"""
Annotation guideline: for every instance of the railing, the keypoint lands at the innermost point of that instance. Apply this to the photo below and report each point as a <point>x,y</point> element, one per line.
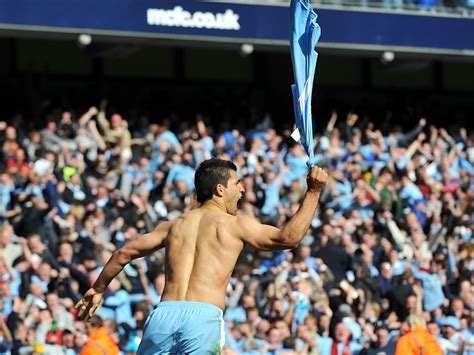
<point>464,8</point>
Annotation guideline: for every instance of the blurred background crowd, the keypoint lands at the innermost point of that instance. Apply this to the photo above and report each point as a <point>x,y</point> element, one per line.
<point>389,253</point>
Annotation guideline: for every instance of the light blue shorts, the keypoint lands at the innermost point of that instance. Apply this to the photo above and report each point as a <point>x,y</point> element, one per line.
<point>183,328</point>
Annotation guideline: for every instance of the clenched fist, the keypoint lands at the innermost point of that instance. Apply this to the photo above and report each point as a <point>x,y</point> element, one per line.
<point>317,179</point>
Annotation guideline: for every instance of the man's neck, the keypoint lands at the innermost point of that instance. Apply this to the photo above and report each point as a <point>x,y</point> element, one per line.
<point>213,204</point>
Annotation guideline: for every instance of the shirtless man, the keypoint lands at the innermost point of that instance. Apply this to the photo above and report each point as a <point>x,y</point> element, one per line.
<point>202,247</point>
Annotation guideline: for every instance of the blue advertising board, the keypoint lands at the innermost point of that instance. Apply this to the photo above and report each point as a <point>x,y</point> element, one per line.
<point>240,22</point>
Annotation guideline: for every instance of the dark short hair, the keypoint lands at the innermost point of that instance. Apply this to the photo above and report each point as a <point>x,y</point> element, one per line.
<point>209,174</point>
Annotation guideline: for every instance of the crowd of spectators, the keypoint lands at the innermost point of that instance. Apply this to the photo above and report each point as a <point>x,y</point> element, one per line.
<point>389,251</point>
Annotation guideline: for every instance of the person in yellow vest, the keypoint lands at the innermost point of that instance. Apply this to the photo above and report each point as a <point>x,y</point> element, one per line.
<point>99,342</point>
<point>418,340</point>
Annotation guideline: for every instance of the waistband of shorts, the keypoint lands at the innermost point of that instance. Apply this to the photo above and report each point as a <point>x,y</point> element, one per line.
<point>188,304</point>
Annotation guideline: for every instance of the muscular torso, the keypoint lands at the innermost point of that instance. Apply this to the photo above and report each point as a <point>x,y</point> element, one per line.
<point>201,252</point>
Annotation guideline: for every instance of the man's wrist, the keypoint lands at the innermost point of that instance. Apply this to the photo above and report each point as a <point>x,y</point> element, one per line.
<point>99,288</point>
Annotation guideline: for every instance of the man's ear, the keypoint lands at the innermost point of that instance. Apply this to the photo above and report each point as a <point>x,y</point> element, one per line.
<point>219,190</point>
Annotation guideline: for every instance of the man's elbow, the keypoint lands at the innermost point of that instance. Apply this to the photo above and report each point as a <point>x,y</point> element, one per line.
<point>123,256</point>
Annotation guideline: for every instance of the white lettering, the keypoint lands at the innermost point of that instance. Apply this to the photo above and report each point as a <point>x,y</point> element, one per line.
<point>178,17</point>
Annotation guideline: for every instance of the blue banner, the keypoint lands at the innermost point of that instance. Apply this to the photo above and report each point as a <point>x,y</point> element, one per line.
<point>238,22</point>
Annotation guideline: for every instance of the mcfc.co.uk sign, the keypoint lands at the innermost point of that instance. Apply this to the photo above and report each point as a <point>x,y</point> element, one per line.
<point>178,17</point>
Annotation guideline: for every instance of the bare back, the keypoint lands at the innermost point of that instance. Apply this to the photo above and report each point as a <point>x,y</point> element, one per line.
<point>201,253</point>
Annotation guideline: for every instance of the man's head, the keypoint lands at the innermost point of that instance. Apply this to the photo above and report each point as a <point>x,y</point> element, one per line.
<point>451,326</point>
<point>217,178</point>
<point>416,320</point>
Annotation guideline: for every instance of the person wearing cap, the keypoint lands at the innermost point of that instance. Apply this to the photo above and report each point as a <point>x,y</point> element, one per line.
<point>383,344</point>
<point>417,340</point>
<point>451,327</point>
<point>341,343</point>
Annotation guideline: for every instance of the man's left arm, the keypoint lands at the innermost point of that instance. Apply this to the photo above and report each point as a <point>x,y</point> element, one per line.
<point>145,245</point>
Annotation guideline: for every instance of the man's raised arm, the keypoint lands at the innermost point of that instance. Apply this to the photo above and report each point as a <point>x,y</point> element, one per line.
<point>138,248</point>
<point>267,237</point>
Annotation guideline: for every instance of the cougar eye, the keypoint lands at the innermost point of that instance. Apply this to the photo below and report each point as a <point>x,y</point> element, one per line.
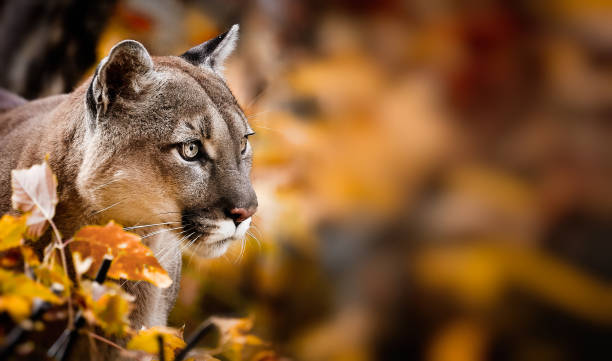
<point>243,144</point>
<point>190,150</point>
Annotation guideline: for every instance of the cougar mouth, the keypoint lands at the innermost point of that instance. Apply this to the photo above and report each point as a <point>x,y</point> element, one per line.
<point>212,237</point>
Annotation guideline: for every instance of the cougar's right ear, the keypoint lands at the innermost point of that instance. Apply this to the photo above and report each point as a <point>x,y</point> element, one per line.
<point>118,74</point>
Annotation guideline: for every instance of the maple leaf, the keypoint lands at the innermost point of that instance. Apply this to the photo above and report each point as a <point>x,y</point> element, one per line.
<point>17,292</point>
<point>54,274</point>
<point>236,331</point>
<point>11,231</point>
<point>35,191</point>
<point>235,336</point>
<point>29,256</point>
<point>107,305</point>
<point>146,340</point>
<point>132,260</point>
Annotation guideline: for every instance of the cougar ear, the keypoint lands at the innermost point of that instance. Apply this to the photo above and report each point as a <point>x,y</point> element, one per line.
<point>119,74</point>
<point>212,53</point>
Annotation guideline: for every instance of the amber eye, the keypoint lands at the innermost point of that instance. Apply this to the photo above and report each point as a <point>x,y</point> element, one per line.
<point>189,151</point>
<point>243,144</point>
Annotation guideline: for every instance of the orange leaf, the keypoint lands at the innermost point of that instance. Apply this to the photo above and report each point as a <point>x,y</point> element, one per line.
<point>11,231</point>
<point>35,191</point>
<point>132,260</point>
<point>17,293</point>
<point>108,306</point>
<point>146,340</point>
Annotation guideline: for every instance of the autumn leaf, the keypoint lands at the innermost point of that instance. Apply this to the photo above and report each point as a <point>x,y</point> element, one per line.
<point>132,260</point>
<point>35,191</point>
<point>53,274</point>
<point>236,330</point>
<point>146,340</point>
<point>29,256</point>
<point>235,336</point>
<point>17,292</point>
<point>11,231</point>
<point>108,306</point>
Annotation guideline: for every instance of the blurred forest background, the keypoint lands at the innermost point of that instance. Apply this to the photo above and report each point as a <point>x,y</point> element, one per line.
<point>434,177</point>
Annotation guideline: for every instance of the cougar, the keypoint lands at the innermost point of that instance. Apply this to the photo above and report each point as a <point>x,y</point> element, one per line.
<point>159,144</point>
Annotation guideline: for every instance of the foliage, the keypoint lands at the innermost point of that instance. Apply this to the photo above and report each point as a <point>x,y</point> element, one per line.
<point>104,306</point>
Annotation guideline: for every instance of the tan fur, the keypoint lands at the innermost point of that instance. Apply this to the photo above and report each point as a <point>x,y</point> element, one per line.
<point>113,144</point>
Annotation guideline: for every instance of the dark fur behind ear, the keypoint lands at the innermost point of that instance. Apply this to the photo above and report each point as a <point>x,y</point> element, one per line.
<point>212,53</point>
<point>118,74</point>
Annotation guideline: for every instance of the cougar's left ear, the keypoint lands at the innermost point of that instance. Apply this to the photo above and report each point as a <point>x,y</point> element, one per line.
<point>212,54</point>
<point>120,74</point>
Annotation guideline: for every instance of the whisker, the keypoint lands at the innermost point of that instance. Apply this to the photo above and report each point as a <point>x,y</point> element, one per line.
<point>105,184</point>
<point>161,231</point>
<point>148,225</point>
<point>107,208</point>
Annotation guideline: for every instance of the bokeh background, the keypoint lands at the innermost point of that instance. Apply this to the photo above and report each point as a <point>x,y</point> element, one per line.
<point>434,177</point>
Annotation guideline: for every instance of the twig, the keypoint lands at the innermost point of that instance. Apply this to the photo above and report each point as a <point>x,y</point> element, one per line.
<point>60,246</point>
<point>205,328</point>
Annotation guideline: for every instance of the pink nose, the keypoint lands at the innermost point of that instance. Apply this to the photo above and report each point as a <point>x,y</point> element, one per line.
<point>241,214</point>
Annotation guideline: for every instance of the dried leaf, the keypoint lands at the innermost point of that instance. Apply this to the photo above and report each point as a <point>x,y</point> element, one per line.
<point>29,256</point>
<point>108,306</point>
<point>51,274</point>
<point>235,333</point>
<point>35,191</point>
<point>11,231</point>
<point>132,260</point>
<point>146,340</point>
<point>17,293</point>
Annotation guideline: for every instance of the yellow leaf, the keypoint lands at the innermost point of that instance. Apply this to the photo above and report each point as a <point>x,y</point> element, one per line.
<point>132,260</point>
<point>47,276</point>
<point>17,293</point>
<point>29,256</point>
<point>35,191</point>
<point>146,340</point>
<point>235,332</point>
<point>11,231</point>
<point>107,305</point>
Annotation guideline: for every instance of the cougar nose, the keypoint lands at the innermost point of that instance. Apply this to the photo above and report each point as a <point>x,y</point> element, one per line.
<point>241,214</point>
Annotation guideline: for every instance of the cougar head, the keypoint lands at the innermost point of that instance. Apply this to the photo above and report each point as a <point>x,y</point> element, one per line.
<point>166,144</point>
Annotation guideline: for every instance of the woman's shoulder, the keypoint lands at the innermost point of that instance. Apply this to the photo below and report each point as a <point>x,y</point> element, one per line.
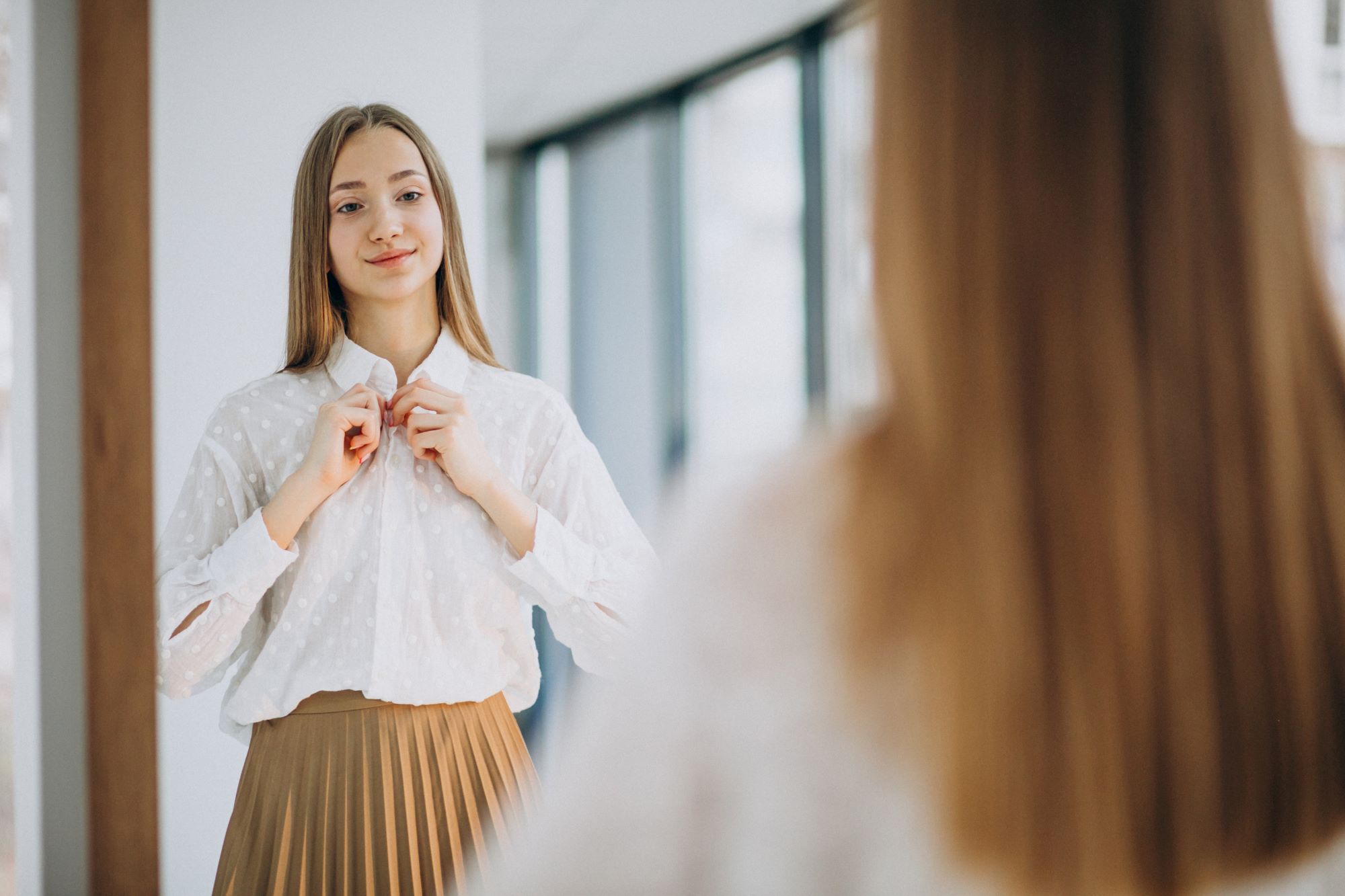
<point>266,408</point>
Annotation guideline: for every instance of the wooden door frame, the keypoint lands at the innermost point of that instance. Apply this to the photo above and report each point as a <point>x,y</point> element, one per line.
<point>118,439</point>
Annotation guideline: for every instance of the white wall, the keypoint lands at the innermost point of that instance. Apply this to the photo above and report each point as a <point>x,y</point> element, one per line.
<point>237,91</point>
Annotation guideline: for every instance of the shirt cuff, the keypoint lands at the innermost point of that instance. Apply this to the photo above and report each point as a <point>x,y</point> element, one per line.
<point>249,561</point>
<point>559,567</point>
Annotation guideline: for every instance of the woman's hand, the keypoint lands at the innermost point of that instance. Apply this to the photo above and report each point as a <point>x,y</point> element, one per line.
<point>447,434</point>
<point>348,431</point>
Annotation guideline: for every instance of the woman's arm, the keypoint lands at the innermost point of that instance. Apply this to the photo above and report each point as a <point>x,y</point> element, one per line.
<point>586,560</point>
<point>294,502</point>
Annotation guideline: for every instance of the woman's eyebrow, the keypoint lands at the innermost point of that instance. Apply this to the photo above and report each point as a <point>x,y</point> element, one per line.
<point>361,185</point>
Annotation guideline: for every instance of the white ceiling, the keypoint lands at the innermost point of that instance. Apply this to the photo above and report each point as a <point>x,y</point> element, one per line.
<point>555,63</point>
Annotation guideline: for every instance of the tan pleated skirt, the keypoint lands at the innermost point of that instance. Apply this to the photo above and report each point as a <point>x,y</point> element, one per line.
<point>357,795</point>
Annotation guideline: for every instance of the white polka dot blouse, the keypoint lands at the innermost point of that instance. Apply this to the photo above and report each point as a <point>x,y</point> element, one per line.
<point>399,584</point>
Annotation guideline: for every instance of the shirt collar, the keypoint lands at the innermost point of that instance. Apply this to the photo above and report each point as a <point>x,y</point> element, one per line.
<point>349,364</point>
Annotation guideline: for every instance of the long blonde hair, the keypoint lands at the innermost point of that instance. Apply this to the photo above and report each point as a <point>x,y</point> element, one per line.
<point>317,306</point>
<point>1097,538</point>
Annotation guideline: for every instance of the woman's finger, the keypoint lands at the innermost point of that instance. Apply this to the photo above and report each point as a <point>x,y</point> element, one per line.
<point>427,399</point>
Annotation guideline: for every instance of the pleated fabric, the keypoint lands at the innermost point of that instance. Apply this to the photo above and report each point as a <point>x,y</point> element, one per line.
<point>356,795</point>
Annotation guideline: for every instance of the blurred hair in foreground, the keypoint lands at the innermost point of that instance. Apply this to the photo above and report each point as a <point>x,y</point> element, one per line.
<point>1098,537</point>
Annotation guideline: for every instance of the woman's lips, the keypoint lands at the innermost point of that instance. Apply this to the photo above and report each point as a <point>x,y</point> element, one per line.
<point>395,260</point>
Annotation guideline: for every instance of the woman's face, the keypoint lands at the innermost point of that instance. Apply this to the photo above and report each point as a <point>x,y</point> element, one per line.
<point>381,202</point>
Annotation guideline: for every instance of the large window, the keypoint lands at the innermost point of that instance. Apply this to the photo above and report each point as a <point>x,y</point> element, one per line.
<point>744,268</point>
<point>848,124</point>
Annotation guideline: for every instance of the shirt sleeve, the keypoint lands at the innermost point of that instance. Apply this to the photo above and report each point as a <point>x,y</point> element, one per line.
<point>636,801</point>
<point>216,549</point>
<point>590,561</point>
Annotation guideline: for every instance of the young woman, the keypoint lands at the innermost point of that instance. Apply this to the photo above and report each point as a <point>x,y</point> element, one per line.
<point>1069,614</point>
<point>368,530</point>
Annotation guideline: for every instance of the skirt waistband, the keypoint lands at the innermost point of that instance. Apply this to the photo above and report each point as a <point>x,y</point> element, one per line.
<point>340,701</point>
<point>337,701</point>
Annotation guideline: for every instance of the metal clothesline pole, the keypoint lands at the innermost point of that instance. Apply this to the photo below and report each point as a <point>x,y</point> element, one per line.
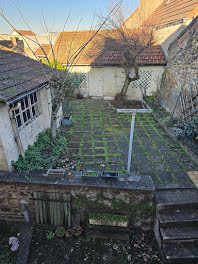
"""
**WORK REQUIRED:** Where the line containing "Annotation guideline: for every instance of the young" appears, begin writing out the lines exactly, and continue through the end of the material above, omitting pictures.

**ANSWER TO THIS TASK:**
Annotation guideline: for every instance of the young woman, the keypoint lands at the innermost point of that instance. Apply this to the photo above and report each point as a <point>x,y</point> element, one per line.
<point>1069,614</point>
<point>368,530</point>
Annotation guideline: for every instance of the skirt waistband, the keypoint lands at the innermost point of that instance. Apply this to the photo above and report each point as a <point>x,y</point> element, one per line.
<point>340,701</point>
<point>337,701</point>
Annotation guideline: for every instance of the metal clothesline pole, the keypoint lands at the innermost point of that instance. Apply this to the photo below and report each point as a <point>x,y</point> element, one per line.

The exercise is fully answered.